A third player on the Colorado Avalanche has tested positive for COVID-19, the NHL announced Tuesday, not long after Commissioner Gary Bettman acknowledged for the first time that it might not be possible to finish the regular season and conduct the Stanley Cup playoffs as it traditionally has done.

Bettman also said during an interview on NBCSN that continuing uncertainty about the COVID-19 pandemic makes it impossible to project a time frame for a resumption of the season.

The positive test on the unnamed Colorado player brings to eight the number of NHL players known to have tested positive. The Ottawa Senators have acknowledged five positive tests among their players and one positive test among the members of their traveling party for games at San Jose, Anaheim and Los Angeles from March 7 through March 11. In addition, broadcaster John Kelly of St. Louis — which played at Honda Center on March 11 — and broadcaster Gord Wilson of Ottawa have said they had the novel coronavirus.

The NHL suspended play on March 12 with about 85% of its regular-season schedule complete. The regular season was scheduled to end last Saturday and the playoffs likely would have started Wednesday. The NHL has recommended players and staff members self-isolate through April 15 and is likely to extend that recommendation.

Speaking to Mike Tirico of NBCSN, Bettman said league executives are hopeful of having a better grasp on the situation by the end of this month. “We’re viewing all of our options. We want to be ready to go as soon as we get a green light,” he said. “Nothing’s been ruled in, nothing’s been ruled out.”

He added, “The best thing and the easiest thing would be if at some point if we could complete the regular season and then go into the playoffs as we normally do. We understand that that may not be possible.”

QUESTIONS ON THE MATERIAL:
A. According to the NHL article, on what date did the league suspend play?
B. Extend the article on the NHL's COVID-19 suspension by continuing it from its final sentence.
The listing after this is separate material with no connection to the NHL article.

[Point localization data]

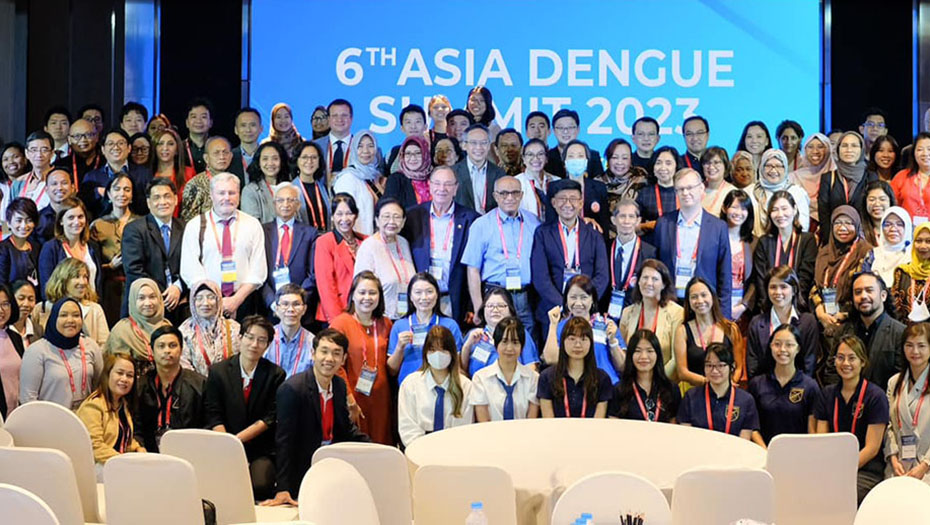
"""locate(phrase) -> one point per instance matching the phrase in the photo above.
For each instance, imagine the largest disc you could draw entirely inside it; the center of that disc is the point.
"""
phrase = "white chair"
(334, 493)
(444, 494)
(805, 467)
(151, 489)
(21, 507)
(48, 425)
(608, 494)
(896, 500)
(222, 470)
(708, 496)
(386, 472)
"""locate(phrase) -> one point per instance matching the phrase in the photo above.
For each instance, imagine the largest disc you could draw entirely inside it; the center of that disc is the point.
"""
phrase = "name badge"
(617, 297)
(829, 300)
(366, 381)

ACTIVITY ANSWERS:
A. March 12

B.
Bettman said a potential playoff format would have to take into account the uneven number of games teams had played when the season was paused. “Everything we do needs to be fair," he said. "We are considering every conceivable alternative to deal with whatever the eventuality is.”

Staging playoff games at neutral sites is an option that has been discussed, with sites such as Grand Forks, N.D., and Buffalo as potential candidates to host playoff games. Playing deep into the summer is a viable option. "The days of when games had to be postponed because there was no air conditioning in a building are long behind us," Bettman said. "We can handle making ice now in any condition. ... Ice won’t be a factor.”

Bettman was among about a dozen commissioners and league presidents who participated in a conference call with President Trump last weekend, and Bettman described it as "a very cordial, constructive conversation." The consensus was that more information would be needed before any decisions could be made regarding resuming any league's season.

“All of us running sports are basically focused on the same things," Bettman said. "First and foremost, people’s health and well-being and safety is the most important, and while we all miss sports, either putting it on or watching it, and we all want to come back as quickly as possible, we understand what the No. 1 priority is.”